--- Start PROVIDED MATERIAL ---
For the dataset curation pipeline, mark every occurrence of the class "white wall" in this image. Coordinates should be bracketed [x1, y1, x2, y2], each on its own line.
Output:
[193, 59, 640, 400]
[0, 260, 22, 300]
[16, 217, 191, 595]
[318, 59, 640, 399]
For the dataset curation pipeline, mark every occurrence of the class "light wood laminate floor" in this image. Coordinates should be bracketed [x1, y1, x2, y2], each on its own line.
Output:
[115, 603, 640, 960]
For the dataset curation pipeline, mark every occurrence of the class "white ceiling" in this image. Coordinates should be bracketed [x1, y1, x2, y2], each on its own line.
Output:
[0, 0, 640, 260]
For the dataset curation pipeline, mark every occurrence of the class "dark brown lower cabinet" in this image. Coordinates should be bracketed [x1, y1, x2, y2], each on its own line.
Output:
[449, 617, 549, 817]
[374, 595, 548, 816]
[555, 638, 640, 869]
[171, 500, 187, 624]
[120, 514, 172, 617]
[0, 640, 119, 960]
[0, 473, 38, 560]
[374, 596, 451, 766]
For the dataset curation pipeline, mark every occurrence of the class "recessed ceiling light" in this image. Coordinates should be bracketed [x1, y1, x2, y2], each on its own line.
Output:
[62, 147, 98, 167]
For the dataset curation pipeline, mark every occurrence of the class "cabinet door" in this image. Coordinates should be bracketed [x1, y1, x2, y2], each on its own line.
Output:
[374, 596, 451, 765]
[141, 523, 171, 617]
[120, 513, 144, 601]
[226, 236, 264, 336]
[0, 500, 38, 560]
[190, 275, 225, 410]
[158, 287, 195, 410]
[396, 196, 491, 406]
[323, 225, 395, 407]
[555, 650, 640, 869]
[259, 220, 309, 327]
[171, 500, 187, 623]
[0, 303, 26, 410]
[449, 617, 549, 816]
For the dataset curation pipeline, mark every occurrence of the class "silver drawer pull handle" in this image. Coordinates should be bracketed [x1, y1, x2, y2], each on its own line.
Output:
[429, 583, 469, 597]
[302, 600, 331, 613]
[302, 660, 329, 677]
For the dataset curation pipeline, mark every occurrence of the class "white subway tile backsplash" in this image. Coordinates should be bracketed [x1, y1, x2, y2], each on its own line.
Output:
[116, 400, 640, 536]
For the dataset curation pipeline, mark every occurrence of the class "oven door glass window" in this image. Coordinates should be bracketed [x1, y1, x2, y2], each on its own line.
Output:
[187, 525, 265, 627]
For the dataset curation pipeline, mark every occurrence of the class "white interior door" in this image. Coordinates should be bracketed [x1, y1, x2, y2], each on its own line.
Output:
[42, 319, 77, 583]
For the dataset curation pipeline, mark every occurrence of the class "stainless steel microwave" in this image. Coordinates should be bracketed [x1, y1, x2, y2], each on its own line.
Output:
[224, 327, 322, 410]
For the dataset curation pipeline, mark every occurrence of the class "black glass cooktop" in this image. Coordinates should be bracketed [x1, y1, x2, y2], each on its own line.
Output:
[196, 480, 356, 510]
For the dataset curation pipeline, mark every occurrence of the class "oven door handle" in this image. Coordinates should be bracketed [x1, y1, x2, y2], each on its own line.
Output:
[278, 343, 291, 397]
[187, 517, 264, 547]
--- End PROVIDED MATERIAL ---
--- Start PROVIDED MATERIAL ---
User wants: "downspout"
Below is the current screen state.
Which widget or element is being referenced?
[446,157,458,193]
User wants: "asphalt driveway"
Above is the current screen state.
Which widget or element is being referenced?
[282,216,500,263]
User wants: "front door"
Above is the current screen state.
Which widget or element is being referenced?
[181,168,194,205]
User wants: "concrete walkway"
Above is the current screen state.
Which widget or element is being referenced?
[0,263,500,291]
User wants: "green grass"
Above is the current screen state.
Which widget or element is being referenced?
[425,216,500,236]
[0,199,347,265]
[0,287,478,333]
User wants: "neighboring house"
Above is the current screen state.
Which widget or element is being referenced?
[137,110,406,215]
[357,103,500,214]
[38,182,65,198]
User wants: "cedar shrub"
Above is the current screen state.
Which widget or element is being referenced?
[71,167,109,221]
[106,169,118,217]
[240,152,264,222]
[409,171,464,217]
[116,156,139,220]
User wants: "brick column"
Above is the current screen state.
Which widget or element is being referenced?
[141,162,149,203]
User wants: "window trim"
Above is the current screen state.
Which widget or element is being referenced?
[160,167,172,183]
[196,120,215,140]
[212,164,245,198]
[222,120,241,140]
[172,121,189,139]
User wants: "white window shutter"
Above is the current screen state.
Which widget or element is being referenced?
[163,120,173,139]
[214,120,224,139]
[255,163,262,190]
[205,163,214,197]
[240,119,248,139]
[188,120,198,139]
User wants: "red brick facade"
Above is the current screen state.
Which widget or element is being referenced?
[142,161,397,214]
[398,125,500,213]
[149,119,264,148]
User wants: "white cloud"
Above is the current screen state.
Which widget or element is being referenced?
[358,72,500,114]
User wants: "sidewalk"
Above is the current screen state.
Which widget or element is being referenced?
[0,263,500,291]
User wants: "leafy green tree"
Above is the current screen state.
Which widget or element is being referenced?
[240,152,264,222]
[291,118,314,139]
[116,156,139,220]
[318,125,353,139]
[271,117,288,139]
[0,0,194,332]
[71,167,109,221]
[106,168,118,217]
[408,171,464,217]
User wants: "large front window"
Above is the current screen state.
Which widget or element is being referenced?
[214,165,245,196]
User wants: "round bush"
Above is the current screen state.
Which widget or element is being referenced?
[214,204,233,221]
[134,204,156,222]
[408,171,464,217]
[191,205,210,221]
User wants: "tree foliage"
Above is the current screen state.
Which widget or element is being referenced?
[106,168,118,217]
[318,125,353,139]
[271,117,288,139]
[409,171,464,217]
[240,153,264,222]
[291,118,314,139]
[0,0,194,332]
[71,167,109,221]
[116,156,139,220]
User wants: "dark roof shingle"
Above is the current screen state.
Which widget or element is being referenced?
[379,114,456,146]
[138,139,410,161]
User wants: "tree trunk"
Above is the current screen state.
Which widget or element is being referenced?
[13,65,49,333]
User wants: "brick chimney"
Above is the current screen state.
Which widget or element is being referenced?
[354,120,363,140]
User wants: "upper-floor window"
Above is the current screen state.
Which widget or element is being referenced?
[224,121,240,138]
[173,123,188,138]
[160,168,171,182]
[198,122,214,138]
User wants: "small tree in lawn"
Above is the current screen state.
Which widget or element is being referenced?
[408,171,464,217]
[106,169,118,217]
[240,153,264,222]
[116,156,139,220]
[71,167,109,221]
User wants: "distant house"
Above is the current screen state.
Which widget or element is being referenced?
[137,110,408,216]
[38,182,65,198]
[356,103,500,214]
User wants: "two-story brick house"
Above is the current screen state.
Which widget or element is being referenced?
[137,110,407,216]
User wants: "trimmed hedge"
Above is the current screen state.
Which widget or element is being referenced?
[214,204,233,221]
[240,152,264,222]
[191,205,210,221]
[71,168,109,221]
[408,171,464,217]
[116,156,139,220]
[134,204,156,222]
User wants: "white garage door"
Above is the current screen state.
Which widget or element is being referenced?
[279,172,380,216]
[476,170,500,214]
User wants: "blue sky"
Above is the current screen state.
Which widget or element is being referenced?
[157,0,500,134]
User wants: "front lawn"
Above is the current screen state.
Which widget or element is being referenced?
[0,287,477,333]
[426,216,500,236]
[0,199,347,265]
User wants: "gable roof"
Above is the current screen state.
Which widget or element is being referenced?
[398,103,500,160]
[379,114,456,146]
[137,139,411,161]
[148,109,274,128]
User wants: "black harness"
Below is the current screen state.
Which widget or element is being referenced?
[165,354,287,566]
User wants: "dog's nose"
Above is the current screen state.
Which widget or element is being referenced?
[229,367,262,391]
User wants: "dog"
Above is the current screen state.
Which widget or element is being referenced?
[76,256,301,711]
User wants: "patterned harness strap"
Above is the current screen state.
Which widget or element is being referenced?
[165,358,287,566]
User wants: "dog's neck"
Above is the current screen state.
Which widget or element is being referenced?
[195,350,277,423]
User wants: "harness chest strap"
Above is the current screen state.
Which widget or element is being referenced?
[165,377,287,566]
--- End PROVIDED MATERIAL ---
■ TASK INSTRUCTIONS:
How many lines in the records above contain the string "brick"? Case counts; reply with the number only.

■ OUTPUT:
4